### INSTRUCTIONS TO FOLLOW
Copy the entries from their beginning through the line containing "column 131, row 70", swapping "instance" for "occurrence" and leaving everything else as it is. Omit the pictures.
───── EXERCISE INPUTS ─────
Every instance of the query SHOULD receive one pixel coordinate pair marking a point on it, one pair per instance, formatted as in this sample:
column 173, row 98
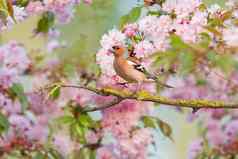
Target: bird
column 131, row 70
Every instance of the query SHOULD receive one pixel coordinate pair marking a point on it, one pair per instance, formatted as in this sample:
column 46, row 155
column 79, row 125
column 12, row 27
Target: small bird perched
column 130, row 69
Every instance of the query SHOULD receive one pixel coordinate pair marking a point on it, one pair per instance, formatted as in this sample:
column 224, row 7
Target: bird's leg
column 124, row 84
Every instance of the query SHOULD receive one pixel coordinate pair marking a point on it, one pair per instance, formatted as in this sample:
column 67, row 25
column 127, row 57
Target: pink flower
column 113, row 37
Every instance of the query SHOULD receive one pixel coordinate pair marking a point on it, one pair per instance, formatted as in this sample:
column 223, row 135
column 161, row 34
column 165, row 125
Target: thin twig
column 116, row 101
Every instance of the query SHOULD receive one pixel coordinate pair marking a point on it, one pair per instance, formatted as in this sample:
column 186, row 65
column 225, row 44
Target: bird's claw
column 124, row 84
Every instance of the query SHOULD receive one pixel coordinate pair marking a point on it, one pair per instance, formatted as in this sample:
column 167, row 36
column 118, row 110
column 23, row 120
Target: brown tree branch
column 145, row 96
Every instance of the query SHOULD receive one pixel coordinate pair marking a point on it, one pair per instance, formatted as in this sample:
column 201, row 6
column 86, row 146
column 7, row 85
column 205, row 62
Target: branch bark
column 146, row 96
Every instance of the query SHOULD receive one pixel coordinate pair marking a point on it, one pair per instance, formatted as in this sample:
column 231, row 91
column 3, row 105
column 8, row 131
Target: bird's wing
column 142, row 69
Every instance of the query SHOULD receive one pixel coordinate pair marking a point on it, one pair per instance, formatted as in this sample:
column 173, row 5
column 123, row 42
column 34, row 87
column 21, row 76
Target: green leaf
column 4, row 123
column 5, row 10
column 18, row 90
column 54, row 154
column 55, row 92
column 78, row 132
column 46, row 22
column 131, row 17
column 225, row 62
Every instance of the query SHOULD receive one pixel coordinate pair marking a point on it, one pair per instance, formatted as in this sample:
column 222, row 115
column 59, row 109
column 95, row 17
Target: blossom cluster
column 150, row 35
column 63, row 10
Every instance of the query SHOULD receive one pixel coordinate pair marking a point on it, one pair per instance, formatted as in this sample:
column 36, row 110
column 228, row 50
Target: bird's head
column 117, row 50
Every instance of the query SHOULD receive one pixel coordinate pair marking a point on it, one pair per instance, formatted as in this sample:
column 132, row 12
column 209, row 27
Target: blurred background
column 82, row 37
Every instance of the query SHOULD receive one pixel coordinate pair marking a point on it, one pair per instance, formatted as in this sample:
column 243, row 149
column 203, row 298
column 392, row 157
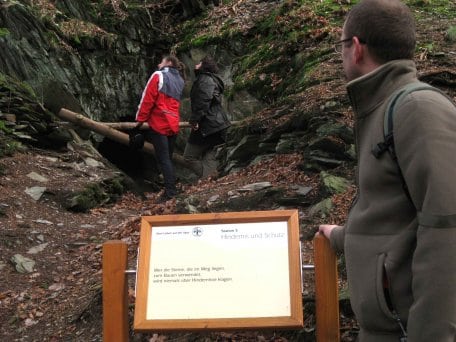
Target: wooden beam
column 115, row 291
column 326, row 291
column 109, row 132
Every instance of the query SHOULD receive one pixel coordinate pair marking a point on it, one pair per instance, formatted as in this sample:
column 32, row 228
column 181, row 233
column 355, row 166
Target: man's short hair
column 386, row 26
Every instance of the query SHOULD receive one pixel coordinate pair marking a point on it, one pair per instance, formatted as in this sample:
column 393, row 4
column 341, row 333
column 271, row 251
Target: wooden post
column 326, row 291
column 115, row 292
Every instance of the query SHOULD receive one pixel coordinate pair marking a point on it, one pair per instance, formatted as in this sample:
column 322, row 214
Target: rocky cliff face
column 74, row 56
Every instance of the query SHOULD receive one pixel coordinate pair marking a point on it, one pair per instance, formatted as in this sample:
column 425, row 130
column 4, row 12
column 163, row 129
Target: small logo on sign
column 197, row 231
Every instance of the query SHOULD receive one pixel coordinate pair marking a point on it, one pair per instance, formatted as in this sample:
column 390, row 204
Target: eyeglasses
column 338, row 45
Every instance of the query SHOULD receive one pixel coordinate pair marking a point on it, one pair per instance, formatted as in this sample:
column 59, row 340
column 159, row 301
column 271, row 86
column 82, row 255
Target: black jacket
column 206, row 103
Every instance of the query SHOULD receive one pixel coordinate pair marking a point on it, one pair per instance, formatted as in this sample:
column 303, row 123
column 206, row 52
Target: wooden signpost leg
column 115, row 292
column 326, row 291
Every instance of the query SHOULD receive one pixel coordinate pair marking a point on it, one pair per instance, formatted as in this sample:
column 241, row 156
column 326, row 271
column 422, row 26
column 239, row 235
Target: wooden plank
column 326, row 291
column 115, row 291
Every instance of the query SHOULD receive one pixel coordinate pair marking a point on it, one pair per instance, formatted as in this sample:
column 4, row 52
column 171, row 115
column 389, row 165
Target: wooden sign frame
column 156, row 229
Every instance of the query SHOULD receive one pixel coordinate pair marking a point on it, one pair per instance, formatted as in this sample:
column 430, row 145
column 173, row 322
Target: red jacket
column 160, row 101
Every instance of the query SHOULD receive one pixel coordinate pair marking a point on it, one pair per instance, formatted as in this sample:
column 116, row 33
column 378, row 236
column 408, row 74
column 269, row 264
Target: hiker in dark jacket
column 208, row 120
column 399, row 244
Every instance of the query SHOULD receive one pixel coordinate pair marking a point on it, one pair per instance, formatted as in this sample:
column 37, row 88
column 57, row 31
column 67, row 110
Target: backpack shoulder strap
column 388, row 138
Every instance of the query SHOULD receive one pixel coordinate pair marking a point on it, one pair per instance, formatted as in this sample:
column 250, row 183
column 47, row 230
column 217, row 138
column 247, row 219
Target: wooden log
column 109, row 132
column 326, row 291
column 115, row 291
column 125, row 126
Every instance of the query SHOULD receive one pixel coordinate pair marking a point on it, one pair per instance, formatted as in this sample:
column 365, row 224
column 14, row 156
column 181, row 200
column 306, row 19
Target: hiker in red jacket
column 159, row 107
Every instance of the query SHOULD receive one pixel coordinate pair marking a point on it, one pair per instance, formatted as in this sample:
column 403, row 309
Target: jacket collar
column 369, row 91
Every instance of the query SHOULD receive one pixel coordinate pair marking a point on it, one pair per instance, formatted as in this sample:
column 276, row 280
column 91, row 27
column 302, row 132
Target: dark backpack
column 388, row 133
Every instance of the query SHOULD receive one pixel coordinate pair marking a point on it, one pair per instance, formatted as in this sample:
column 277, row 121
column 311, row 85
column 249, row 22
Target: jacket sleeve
column 148, row 99
column 201, row 98
column 425, row 143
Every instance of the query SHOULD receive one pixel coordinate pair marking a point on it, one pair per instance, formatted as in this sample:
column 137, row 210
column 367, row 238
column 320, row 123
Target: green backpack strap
column 388, row 138
column 388, row 133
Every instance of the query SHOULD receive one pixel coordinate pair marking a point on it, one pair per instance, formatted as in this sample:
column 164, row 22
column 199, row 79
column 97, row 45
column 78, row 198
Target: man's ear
column 358, row 50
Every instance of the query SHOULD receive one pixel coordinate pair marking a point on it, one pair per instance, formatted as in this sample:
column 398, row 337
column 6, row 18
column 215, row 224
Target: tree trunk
column 110, row 132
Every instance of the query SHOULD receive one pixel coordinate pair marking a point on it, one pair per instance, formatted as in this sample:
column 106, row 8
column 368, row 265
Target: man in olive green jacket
column 400, row 245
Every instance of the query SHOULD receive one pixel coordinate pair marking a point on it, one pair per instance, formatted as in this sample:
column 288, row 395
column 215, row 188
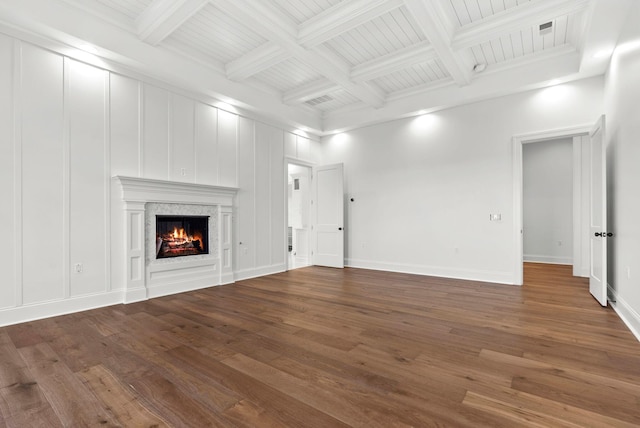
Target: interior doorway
column 548, row 217
column 579, row 240
column 298, row 216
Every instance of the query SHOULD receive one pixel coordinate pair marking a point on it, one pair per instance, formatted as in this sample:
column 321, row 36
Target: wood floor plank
column 72, row 402
column 321, row 347
column 22, row 402
column 119, row 398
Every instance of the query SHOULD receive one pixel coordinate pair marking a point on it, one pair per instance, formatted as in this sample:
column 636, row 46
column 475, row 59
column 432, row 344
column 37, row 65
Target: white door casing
column 328, row 215
column 598, row 215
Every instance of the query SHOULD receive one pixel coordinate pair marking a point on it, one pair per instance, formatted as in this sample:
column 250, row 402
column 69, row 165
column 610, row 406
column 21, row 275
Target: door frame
column 518, row 212
column 291, row 161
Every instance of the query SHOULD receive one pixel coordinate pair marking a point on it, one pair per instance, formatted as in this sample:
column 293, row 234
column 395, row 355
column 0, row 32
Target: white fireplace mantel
column 144, row 278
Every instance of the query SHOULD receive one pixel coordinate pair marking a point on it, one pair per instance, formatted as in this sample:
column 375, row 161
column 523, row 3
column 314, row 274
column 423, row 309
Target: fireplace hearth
column 179, row 236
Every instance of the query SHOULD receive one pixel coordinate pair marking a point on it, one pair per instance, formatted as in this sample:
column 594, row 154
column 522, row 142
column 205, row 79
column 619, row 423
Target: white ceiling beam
column 259, row 59
column 395, row 61
column 523, row 16
column 341, row 18
column 309, row 91
column 433, row 25
column 278, row 29
column 163, row 17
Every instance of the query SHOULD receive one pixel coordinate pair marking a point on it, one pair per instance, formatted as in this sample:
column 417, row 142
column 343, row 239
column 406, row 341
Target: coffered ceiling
column 329, row 65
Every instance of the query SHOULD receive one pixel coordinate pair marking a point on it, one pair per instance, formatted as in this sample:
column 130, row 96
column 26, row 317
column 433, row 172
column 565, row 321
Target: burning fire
column 181, row 235
column 178, row 242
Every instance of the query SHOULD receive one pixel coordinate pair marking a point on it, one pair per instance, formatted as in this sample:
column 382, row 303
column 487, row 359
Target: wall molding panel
column 84, row 124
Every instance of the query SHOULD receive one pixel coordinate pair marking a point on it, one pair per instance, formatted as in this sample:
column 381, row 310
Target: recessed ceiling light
column 88, row 48
column 604, row 53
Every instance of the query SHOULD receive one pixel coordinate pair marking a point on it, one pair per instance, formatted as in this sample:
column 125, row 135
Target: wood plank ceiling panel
column 130, row 8
column 386, row 34
column 334, row 101
column 526, row 42
column 288, row 75
column 416, row 75
column 300, row 11
column 470, row 11
column 214, row 34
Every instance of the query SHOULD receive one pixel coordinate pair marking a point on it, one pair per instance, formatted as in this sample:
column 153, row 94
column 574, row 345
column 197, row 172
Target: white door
column 598, row 222
column 327, row 207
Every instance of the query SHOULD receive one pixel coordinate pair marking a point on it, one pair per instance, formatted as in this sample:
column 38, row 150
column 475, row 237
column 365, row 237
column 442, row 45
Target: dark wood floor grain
column 319, row 347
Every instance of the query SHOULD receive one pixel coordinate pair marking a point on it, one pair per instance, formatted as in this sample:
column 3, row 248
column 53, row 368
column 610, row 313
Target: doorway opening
column 298, row 216
column 548, row 217
column 539, row 236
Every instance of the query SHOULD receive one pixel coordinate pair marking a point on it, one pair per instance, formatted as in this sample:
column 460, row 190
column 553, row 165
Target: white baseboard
column 135, row 295
column 260, row 271
column 58, row 307
column 627, row 314
column 554, row 260
column 466, row 274
column 181, row 287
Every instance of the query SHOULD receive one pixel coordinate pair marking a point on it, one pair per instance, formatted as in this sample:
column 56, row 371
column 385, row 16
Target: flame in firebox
column 181, row 234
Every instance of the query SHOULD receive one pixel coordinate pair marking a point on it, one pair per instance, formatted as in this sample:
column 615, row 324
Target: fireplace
column 180, row 235
column 194, row 220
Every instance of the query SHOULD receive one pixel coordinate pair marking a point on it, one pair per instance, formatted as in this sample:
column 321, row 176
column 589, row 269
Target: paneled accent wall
column 67, row 127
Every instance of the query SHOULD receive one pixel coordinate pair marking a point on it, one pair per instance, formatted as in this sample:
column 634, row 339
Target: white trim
column 625, row 311
column 59, row 307
column 260, row 271
column 553, row 260
column 438, row 271
column 518, row 221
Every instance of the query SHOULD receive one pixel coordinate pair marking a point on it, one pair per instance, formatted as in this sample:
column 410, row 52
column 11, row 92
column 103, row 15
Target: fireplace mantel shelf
column 136, row 189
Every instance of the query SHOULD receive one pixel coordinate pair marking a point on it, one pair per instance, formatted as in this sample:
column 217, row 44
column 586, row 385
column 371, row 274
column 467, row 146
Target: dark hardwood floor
column 319, row 347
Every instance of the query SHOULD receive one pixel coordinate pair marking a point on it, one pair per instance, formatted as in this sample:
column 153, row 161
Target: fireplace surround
column 143, row 201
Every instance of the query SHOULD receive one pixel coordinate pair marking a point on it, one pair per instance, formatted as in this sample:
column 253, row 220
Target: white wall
column 622, row 92
column 547, row 174
column 424, row 187
column 66, row 128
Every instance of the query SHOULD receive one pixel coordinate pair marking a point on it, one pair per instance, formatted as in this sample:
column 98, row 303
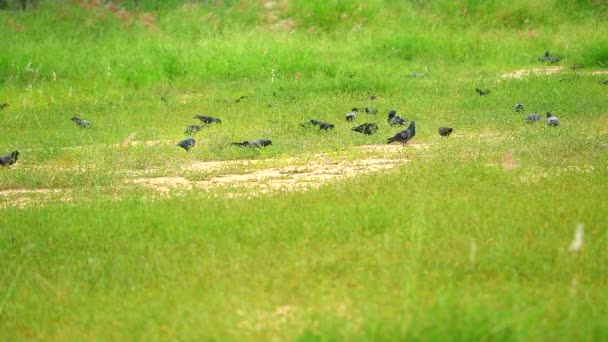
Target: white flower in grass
column 577, row 242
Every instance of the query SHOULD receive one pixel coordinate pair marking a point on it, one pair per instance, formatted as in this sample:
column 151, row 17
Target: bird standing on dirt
column 187, row 144
column 445, row 131
column 532, row 118
column 366, row 128
column 552, row 120
column 208, row 119
column 394, row 119
column 9, row 159
column 404, row 136
column 81, row 122
column 254, row 143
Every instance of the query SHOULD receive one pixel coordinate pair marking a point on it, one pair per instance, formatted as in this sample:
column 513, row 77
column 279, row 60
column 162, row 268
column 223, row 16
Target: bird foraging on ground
column 9, row 159
column 394, row 119
column 552, row 120
column 81, row 122
column 532, row 118
column 445, row 131
column 192, row 129
column 187, row 144
column 482, row 92
column 366, row 128
column 254, row 143
column 208, row 119
column 404, row 136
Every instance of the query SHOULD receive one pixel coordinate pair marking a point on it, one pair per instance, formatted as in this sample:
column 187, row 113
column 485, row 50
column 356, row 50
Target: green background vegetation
column 450, row 246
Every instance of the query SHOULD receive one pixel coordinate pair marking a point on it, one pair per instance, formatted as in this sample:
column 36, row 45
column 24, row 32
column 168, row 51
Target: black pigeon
column 192, row 129
column 208, row 119
column 322, row 125
column 394, row 119
column 518, row 107
column 254, row 143
column 187, row 144
column 351, row 116
column 366, row 128
column 404, row 136
column 552, row 120
column 445, row 131
column 9, row 159
column 532, row 118
column 371, row 110
column 81, row 122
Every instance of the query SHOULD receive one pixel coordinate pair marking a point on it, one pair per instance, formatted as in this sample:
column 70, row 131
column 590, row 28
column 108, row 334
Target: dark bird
column 322, row 125
column 192, row 129
column 445, row 131
column 351, row 116
column 394, row 119
column 404, row 136
column 366, row 128
column 81, row 122
column 208, row 119
column 254, row 143
column 187, row 144
column 532, row 118
column 9, row 159
column 552, row 120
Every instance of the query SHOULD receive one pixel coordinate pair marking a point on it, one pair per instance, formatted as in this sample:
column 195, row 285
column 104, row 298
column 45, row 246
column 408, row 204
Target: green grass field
column 463, row 238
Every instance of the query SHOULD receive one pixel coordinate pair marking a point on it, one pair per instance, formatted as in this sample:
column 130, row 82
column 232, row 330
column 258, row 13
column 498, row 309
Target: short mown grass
column 467, row 240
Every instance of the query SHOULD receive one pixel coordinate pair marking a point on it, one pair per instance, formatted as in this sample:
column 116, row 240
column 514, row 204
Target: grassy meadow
column 467, row 239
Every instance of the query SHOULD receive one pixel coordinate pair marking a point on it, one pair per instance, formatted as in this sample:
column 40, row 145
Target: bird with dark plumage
column 81, row 122
column 552, row 120
column 394, row 119
column 9, row 159
column 351, row 116
column 208, row 119
column 192, row 129
column 404, row 136
column 254, row 143
column 532, row 118
column 187, row 144
column 366, row 128
column 445, row 131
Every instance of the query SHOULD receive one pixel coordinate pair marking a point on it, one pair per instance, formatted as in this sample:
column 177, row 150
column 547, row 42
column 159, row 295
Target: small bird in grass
column 351, row 116
column 187, row 144
column 192, row 129
column 552, row 120
column 9, row 159
column 482, row 92
column 81, row 122
column 445, row 131
column 394, row 119
column 532, row 118
column 208, row 119
column 518, row 107
column 404, row 136
column 254, row 143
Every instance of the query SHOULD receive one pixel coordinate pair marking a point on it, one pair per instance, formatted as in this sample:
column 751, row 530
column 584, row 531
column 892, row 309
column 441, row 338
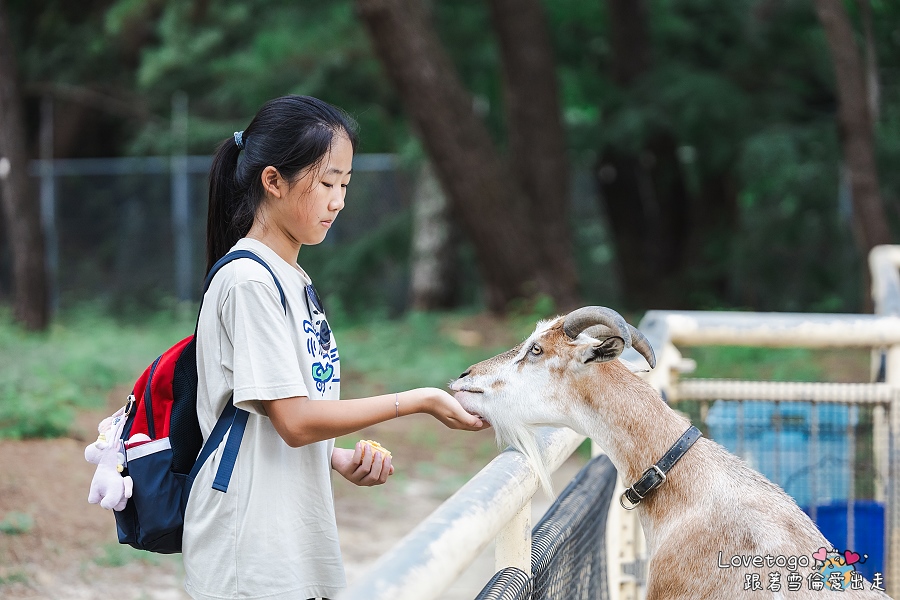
─────
### RESULT
Every occurrence of the query SHOULD receive one pixel coordinate pair marking a point on it, one pair per occurrence, formatted as in this sample:
column 173, row 98
Target: bird
column 131, row 70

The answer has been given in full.